■ DATA FOR ANALYSIS ■

* * * * *

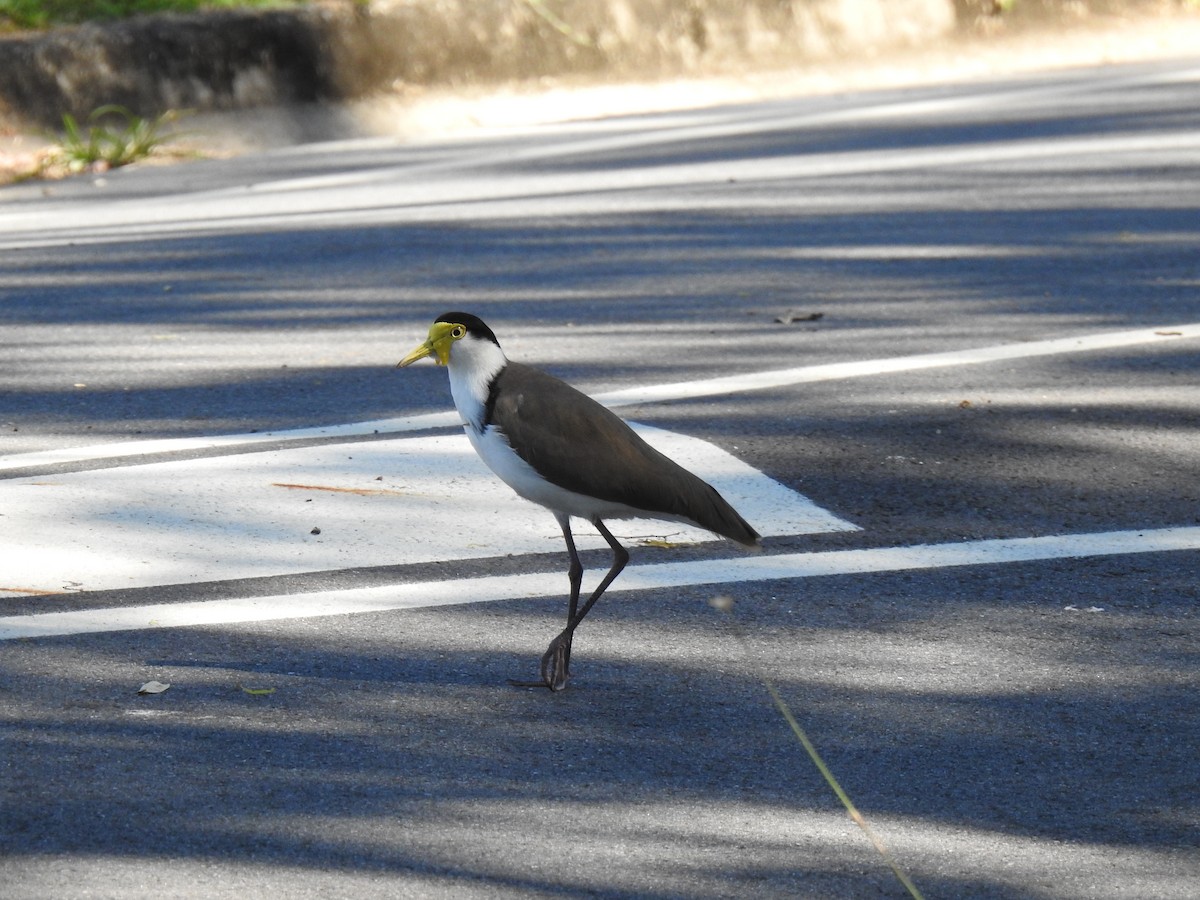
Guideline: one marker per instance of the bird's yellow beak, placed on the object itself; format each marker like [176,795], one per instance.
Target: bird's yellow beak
[442,335]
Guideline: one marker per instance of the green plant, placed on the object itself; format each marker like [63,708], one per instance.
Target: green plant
[112,137]
[45,13]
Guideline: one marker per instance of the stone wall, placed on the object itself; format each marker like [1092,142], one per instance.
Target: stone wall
[238,60]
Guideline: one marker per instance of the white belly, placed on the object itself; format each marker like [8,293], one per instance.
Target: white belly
[495,450]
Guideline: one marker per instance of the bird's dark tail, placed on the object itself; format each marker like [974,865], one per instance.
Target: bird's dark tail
[709,510]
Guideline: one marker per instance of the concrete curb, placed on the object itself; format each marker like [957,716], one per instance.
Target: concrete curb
[337,52]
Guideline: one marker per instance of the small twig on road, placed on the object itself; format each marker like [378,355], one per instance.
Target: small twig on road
[725,604]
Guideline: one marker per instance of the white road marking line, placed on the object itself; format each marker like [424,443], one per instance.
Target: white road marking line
[402,501]
[631,396]
[642,577]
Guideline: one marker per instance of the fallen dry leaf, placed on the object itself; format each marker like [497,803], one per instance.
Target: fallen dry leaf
[360,491]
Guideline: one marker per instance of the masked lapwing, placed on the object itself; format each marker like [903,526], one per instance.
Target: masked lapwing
[561,449]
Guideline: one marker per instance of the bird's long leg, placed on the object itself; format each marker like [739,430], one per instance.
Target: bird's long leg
[557,658]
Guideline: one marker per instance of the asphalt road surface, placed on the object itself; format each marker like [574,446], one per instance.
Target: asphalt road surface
[941,345]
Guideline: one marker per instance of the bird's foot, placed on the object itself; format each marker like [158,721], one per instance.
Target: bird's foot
[556,663]
[555,666]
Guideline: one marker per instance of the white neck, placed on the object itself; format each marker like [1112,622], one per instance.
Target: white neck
[474,363]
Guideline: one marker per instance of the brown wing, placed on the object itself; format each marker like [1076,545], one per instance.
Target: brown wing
[577,444]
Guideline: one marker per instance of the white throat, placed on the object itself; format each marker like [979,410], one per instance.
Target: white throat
[474,363]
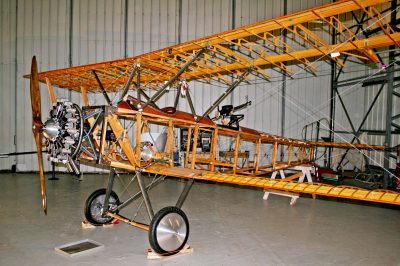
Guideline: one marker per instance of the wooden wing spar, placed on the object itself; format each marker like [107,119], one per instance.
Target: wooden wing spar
[260,47]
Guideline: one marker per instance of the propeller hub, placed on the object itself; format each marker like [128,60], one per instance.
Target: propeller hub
[51,129]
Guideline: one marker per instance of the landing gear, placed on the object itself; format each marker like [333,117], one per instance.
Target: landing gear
[168,228]
[169,231]
[95,204]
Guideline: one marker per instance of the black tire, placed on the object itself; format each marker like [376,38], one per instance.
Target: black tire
[94,206]
[165,242]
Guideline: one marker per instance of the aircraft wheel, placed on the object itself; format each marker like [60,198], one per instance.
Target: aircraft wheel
[94,207]
[169,231]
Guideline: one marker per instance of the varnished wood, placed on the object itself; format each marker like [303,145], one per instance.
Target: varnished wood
[50,90]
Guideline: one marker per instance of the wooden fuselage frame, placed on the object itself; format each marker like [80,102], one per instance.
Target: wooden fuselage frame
[123,153]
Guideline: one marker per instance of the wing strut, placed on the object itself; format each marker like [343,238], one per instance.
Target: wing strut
[102,88]
[225,94]
[136,68]
[161,91]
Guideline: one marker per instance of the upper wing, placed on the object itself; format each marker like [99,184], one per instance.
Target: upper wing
[271,45]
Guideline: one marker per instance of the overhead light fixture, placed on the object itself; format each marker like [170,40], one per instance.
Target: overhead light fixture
[335,54]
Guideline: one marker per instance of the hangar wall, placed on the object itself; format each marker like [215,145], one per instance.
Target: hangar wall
[62,33]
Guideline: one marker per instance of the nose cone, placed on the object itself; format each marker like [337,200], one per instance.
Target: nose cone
[51,129]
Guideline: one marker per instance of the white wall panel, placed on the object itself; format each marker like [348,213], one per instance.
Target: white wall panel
[7,80]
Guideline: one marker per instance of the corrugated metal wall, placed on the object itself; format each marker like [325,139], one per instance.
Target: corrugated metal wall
[73,32]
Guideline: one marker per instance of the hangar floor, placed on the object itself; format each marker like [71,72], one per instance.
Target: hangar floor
[228,226]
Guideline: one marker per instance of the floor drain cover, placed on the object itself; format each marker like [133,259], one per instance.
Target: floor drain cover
[79,248]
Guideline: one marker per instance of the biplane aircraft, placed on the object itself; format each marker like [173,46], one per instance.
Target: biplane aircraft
[119,135]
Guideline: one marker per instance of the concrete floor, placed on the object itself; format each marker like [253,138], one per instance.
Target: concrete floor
[228,226]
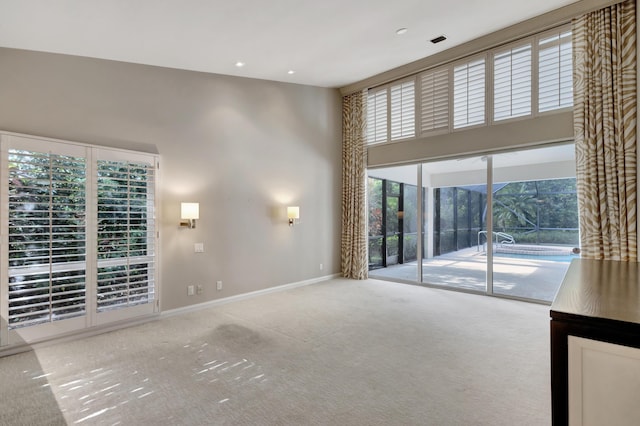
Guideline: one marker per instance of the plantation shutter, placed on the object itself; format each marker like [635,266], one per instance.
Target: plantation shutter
[434,100]
[47,236]
[126,233]
[377,116]
[403,110]
[512,83]
[469,94]
[555,68]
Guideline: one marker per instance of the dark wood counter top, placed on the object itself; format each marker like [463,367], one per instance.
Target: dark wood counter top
[598,300]
[600,290]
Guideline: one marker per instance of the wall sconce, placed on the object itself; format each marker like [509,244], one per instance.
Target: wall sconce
[293,213]
[189,212]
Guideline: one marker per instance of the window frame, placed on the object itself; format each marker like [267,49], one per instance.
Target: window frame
[489,101]
[91,317]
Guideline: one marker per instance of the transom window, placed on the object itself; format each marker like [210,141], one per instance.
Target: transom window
[529,77]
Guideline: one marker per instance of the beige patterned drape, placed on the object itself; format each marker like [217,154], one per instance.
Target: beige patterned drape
[604,51]
[354,208]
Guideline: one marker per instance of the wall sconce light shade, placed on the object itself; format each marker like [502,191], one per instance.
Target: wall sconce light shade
[293,213]
[189,212]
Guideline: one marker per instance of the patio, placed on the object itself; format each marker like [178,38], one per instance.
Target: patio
[534,277]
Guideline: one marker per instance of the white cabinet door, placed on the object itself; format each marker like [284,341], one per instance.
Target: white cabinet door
[604,383]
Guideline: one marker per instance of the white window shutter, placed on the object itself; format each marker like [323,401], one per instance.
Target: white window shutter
[555,68]
[47,237]
[469,94]
[377,116]
[126,229]
[512,83]
[403,121]
[434,100]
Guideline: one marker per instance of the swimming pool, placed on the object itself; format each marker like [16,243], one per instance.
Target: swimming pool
[530,252]
[552,258]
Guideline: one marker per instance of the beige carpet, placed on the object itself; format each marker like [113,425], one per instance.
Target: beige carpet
[341,352]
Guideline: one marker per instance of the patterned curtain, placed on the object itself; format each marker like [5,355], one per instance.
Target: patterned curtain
[604,50]
[354,206]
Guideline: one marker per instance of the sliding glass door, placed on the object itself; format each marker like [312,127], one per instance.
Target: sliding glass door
[535,210]
[456,210]
[504,224]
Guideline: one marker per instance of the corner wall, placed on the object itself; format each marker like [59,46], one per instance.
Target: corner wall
[243,148]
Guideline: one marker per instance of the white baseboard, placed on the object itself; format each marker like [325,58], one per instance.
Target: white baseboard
[244,296]
[93,331]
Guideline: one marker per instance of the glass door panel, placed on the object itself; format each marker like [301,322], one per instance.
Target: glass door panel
[535,221]
[453,221]
[393,222]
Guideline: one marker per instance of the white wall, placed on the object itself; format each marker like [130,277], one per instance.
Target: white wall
[244,149]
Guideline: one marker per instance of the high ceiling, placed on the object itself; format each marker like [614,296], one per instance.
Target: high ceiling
[328,43]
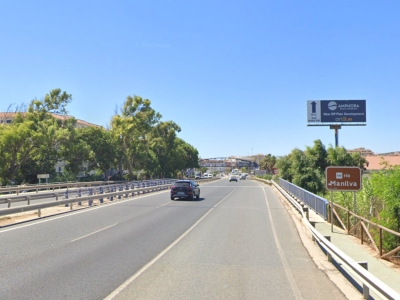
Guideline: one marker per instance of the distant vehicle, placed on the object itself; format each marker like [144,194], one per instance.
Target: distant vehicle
[185,189]
[233,177]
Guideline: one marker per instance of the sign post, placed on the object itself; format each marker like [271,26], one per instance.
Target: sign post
[46,176]
[345,179]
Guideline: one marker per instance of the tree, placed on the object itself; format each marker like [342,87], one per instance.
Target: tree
[132,128]
[103,149]
[163,144]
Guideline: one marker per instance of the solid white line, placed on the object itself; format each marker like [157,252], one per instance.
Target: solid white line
[137,197]
[164,204]
[155,259]
[68,214]
[94,232]
[285,264]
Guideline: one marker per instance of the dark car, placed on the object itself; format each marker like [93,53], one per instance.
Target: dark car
[233,177]
[185,189]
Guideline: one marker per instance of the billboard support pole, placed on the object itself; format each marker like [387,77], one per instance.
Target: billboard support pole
[331,211]
[355,210]
[336,127]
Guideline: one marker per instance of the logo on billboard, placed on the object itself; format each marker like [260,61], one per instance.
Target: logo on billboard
[332,105]
[343,178]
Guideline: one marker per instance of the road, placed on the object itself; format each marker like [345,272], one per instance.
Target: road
[236,242]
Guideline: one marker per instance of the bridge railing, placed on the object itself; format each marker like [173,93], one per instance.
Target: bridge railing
[355,269]
[318,204]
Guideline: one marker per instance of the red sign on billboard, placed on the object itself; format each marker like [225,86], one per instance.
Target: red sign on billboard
[343,178]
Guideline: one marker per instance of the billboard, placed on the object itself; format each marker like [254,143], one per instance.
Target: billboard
[343,112]
[343,178]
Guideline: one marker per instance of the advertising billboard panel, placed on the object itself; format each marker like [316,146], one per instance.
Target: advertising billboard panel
[343,112]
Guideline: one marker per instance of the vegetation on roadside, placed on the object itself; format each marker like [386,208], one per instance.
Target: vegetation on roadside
[137,140]
[377,201]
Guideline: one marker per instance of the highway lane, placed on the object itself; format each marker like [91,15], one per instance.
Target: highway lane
[226,245]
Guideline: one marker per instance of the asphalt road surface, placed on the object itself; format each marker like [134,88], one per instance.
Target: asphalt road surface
[237,241]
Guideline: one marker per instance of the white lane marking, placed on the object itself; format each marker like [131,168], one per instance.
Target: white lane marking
[164,204]
[137,197]
[94,232]
[285,264]
[117,291]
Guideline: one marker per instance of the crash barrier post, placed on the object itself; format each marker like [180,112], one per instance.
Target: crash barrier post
[101,192]
[90,202]
[66,197]
[79,195]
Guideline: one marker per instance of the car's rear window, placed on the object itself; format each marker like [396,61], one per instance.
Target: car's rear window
[182,183]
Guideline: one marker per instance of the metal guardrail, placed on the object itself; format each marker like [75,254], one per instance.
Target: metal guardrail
[78,191]
[316,203]
[368,280]
[19,188]
[100,193]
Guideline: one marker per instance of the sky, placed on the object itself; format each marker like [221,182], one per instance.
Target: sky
[234,75]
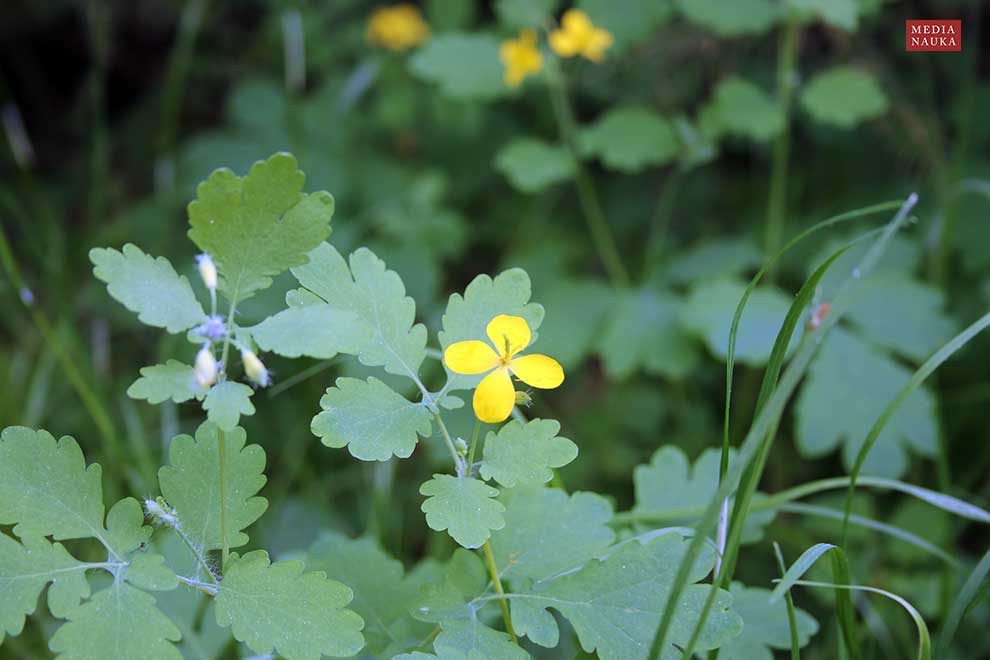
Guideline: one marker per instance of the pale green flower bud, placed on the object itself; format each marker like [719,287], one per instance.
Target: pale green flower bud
[205,367]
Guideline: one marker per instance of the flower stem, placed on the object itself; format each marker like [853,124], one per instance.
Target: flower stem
[601,235]
[497,583]
[221,450]
[777,202]
[474,444]
[450,443]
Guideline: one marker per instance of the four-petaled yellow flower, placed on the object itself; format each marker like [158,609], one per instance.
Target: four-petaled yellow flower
[578,36]
[399,27]
[495,395]
[521,57]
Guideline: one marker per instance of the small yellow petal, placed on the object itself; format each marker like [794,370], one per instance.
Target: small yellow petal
[509,334]
[538,371]
[470,357]
[494,397]
[563,44]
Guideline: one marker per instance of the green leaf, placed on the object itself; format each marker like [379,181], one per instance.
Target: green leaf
[149,287]
[149,572]
[46,487]
[371,420]
[587,299]
[378,298]
[615,604]
[448,599]
[314,330]
[643,331]
[467,316]
[532,165]
[843,14]
[191,484]
[713,258]
[525,13]
[464,507]
[631,138]
[465,66]
[900,313]
[729,19]
[126,530]
[765,625]
[848,386]
[172,380]
[226,402]
[740,108]
[708,314]
[276,608]
[258,226]
[548,532]
[383,592]
[525,453]
[26,568]
[474,640]
[118,622]
[676,492]
[843,97]
[629,22]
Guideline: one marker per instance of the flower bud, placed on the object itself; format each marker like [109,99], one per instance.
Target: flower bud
[207,270]
[255,368]
[160,513]
[205,367]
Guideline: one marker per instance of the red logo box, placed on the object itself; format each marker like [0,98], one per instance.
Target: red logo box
[938,36]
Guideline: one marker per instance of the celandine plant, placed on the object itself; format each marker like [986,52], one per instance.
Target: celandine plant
[535,564]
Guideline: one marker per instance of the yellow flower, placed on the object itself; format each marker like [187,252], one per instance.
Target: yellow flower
[495,395]
[578,36]
[399,27]
[521,57]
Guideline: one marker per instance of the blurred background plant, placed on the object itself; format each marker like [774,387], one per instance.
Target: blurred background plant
[640,179]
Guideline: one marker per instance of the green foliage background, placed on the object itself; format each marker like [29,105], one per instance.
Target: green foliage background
[444,173]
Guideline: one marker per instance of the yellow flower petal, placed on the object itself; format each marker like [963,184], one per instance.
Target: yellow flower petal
[538,371]
[494,397]
[509,334]
[470,357]
[563,44]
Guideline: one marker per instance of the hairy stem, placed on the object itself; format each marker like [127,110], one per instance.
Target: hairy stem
[221,450]
[497,583]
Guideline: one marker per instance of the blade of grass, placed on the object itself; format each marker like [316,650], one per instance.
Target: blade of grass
[769,418]
[924,639]
[919,376]
[729,543]
[775,501]
[875,525]
[789,600]
[961,604]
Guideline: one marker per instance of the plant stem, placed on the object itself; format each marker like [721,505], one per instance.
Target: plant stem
[777,202]
[474,444]
[601,235]
[458,464]
[221,450]
[497,583]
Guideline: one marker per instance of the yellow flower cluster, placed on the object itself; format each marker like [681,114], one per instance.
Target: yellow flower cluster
[577,35]
[495,395]
[399,27]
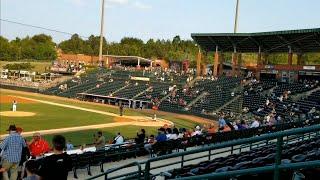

* * * * *

Looking at the data above, write out exactly the lines that start at the one containing "Guideline: one marker per instance of the plantation" and end at the one containing "Guideline: one marker per instance of the beige patterned"; include both and nothing beyond.

■ REPLY TO THE EXERCISE ■
Guideline: one marker per instance of the plantation shutter, placed on the object itself; format each marker like [635,266], one per instance.
Target: plantation shutter
[434,100]
[47,236]
[126,233]
[377,116]
[403,110]
[512,83]
[469,94]
[555,68]
Guideline: one marker per instance of the dark wood counter top, placed on the object itself; format each marker like [463,367], one per instance.
Target: dark wood counter top
[598,300]
[600,290]
Guideline: one marker per instance of the wall sconce, placed on the object itself; format each marker like [509,244], one per instance.
Target: wall sconce
[293,213]
[189,212]
Guideline: one marker per instance of the window frame, placed on the object itself; format each marker like [267,49], one per instance.
Target: window frame
[489,101]
[91,317]
Guideline: one marker per instance of the transom window, placed on the object itself; format each marker like [210,141], one per instance.
Target: transom window
[529,77]
Guideline: one marker per instance of the beige patterned drape, placed on the object itself; format each marker like [217,154], one per instance.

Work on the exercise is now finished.